→ **Task statement**:
Please print exactly the lines running from the one that contains "of the driver's" to the end of the data, with both lines included.

Source data
□ □ □ □

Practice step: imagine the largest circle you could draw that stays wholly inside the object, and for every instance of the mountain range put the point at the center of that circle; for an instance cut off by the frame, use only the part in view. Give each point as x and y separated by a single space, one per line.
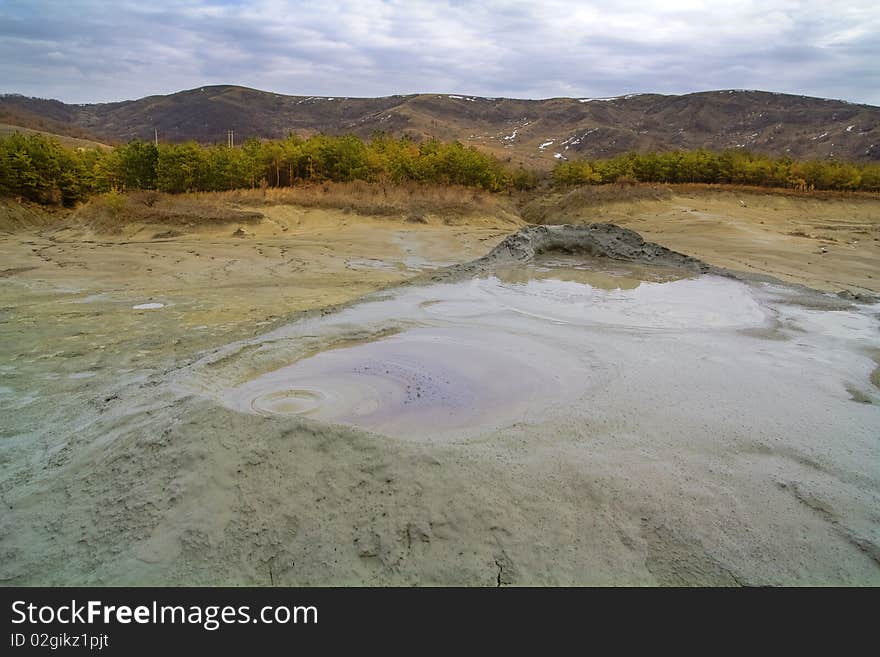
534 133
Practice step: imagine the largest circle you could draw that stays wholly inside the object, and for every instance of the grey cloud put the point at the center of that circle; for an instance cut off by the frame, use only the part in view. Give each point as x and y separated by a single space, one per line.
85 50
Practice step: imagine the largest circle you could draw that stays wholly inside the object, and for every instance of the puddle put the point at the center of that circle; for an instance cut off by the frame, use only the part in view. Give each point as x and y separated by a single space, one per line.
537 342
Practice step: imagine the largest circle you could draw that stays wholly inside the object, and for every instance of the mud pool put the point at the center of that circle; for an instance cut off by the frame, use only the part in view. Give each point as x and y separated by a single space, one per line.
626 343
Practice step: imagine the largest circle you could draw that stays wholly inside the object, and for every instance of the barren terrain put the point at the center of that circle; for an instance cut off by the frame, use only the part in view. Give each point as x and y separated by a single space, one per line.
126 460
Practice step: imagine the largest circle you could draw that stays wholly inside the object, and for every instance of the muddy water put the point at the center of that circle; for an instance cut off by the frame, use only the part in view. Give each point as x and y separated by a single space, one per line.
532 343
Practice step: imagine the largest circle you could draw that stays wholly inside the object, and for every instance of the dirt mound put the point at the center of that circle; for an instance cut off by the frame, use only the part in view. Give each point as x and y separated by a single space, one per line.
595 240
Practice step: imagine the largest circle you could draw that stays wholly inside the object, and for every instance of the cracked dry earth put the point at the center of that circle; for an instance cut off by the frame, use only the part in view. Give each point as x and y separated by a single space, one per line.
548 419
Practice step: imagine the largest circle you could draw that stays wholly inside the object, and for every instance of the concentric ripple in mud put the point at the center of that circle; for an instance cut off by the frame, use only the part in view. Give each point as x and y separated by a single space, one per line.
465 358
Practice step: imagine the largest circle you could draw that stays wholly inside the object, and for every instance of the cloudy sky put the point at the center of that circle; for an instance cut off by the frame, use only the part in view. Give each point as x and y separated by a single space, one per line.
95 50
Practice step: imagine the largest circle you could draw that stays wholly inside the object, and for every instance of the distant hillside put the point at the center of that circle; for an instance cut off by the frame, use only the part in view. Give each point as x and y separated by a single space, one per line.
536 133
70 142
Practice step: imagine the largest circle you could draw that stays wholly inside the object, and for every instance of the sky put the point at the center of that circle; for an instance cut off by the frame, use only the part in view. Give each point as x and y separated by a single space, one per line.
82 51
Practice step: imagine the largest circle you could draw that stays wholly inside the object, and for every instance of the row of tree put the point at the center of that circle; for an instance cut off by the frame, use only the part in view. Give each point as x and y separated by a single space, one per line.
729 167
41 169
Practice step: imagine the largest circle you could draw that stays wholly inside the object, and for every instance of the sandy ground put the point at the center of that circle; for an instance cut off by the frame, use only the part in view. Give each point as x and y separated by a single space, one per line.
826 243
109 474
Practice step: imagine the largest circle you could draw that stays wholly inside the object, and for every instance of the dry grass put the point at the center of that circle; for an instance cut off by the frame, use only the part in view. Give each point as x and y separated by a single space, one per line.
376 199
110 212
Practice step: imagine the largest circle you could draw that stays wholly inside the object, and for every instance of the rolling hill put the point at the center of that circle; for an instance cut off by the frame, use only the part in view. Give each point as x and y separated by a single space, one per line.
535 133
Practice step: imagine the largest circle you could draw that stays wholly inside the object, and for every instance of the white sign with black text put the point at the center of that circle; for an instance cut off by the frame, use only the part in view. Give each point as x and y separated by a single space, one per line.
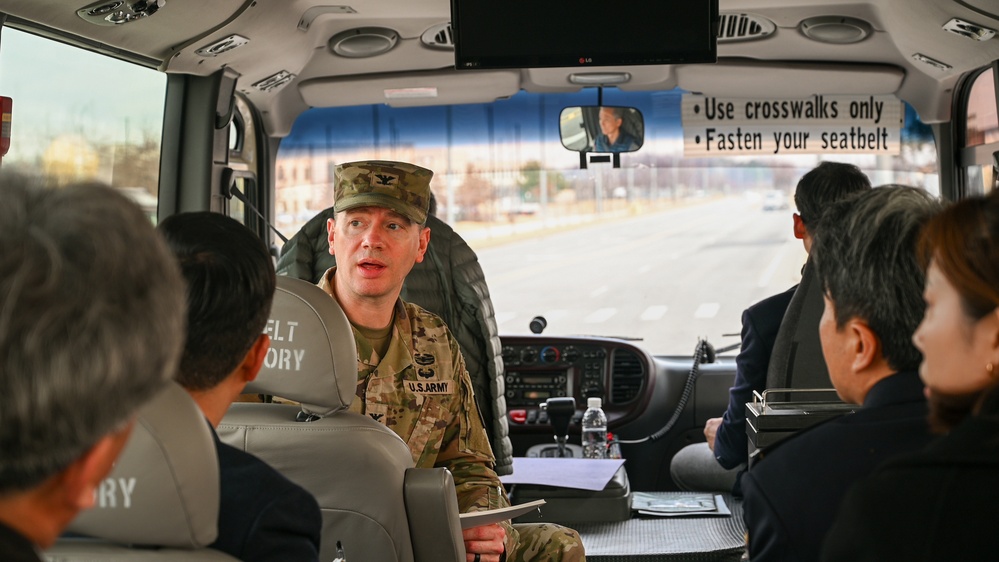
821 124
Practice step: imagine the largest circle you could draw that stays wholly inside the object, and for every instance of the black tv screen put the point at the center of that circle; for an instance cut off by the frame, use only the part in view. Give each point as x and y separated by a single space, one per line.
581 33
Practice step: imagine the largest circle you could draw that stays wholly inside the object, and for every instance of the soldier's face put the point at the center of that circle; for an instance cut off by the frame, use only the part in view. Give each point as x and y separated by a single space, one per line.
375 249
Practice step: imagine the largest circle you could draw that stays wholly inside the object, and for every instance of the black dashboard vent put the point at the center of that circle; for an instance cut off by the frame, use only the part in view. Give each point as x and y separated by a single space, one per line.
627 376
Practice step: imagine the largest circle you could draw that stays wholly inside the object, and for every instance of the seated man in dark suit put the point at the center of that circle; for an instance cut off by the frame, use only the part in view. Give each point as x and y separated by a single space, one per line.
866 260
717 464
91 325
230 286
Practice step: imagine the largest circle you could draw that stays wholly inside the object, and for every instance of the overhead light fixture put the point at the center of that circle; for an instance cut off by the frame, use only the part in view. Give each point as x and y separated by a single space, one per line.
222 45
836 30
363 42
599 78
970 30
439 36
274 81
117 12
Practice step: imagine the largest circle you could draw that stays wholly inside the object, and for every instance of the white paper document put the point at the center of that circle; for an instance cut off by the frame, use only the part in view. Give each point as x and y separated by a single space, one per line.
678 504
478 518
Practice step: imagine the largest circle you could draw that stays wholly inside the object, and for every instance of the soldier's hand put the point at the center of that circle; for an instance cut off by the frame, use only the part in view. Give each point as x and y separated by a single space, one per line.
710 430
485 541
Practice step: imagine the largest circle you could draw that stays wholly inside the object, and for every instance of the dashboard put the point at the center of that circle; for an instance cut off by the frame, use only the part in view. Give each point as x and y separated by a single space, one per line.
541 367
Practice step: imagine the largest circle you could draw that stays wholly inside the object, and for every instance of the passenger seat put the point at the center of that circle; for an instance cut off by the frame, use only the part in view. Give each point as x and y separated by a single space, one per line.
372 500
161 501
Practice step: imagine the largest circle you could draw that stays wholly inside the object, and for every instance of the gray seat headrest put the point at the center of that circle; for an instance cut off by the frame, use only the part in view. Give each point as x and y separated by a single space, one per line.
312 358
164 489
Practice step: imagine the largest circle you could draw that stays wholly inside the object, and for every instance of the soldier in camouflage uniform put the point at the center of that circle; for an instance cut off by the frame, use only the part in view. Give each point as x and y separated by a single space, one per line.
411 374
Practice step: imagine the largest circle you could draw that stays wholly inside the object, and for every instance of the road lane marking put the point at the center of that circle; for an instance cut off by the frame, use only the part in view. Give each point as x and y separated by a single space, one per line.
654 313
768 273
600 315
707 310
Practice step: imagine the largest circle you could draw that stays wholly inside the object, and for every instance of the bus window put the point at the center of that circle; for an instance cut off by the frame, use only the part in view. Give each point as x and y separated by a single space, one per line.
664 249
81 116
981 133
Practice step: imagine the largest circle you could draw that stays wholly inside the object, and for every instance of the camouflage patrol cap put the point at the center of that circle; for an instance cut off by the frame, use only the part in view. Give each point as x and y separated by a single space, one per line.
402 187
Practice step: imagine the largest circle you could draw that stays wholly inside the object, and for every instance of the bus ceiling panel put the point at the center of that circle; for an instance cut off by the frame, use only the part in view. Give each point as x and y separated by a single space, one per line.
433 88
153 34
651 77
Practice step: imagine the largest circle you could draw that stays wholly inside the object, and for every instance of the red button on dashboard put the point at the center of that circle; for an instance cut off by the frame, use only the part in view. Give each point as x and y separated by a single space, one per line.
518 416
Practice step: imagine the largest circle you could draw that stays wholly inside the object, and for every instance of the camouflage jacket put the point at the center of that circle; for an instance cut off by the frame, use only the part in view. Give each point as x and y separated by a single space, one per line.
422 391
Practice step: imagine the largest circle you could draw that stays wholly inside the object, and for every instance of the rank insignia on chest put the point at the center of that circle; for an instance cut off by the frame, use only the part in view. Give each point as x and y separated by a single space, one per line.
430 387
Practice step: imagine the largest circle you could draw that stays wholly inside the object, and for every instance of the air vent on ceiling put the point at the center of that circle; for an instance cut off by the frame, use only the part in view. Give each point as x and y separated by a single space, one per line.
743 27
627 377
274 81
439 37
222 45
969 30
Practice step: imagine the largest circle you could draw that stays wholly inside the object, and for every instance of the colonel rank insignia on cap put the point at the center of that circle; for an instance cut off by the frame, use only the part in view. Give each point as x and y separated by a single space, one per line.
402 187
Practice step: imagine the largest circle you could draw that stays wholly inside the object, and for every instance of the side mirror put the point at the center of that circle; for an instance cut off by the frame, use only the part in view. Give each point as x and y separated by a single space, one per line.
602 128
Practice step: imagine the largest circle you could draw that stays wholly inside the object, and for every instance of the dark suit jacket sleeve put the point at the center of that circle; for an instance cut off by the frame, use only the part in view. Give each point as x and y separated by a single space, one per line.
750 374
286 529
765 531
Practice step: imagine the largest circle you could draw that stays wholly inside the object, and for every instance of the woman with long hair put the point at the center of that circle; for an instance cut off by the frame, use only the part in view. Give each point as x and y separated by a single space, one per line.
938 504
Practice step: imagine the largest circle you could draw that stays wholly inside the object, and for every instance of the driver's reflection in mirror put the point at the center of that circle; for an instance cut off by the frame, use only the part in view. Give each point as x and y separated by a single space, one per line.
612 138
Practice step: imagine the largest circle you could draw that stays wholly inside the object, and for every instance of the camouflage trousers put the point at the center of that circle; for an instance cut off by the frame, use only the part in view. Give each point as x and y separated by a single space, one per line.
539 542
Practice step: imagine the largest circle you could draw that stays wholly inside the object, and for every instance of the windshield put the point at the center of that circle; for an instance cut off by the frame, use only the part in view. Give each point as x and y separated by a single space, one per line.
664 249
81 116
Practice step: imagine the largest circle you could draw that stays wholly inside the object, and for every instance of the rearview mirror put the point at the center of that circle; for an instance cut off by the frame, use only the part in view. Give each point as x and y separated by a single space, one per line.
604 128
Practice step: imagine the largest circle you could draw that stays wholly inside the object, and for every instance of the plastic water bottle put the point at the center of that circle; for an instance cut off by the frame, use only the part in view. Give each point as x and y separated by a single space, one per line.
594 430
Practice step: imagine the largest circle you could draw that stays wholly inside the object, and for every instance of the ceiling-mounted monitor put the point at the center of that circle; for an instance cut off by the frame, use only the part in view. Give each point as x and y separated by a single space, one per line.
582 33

□ □ □ □

→ **Full solution**:
Practice step: imagine the largest circle you could draw that stays wholly inside the object, and for every instance of the driver's reflection in mirror put the point at the center of that circle; for an instance cut off by the frame, use only the part in view. Give each point as x and y separated by a single space, one per line.
612 138
Practice step: imagine the largest circle you could draw that stays wholly inside the object, and for every instance of the camouflage trousers put the point at the center of that circle; for an instance cut off by the frame, use only the part in view. Give each point as x and y separated by a single space, one per line.
539 542
Practice step: imagine the largest circle you could draw that stays wholly inside the object, and for every instance of the windshield put the point at the center of that circle; for an instance cut off by the frame, use only the part in view. Give each point as x and y separated by a single space, one per line.
664 249
81 116
Practice step: imagine the largest circle you could draw that stays wholly inside the object, and for every instance of the rearview mirror put the point at the center of that circle; for an instance cut off by the frame, use only the part in view. Give each point as x and y separated by a single space, one per line.
604 128
Practice step: imagine the largest circle you could draw that stays wholly inside the object, and for every instance of the plastic water bottle put the point at the center of that circle; for an instance cut off by the frame, use only the part in view. Give each point as x and y separated by a single space, one per line.
594 430
Practice step: imagine the largest circle you could draw that stays wholly inside the object, and for every instance of the ceiling-mounted monitor put the point at the center of that circle; for an instance cut off by the frame, use only the part in view. Give each point as x and y separated by a single space, one per line.
582 33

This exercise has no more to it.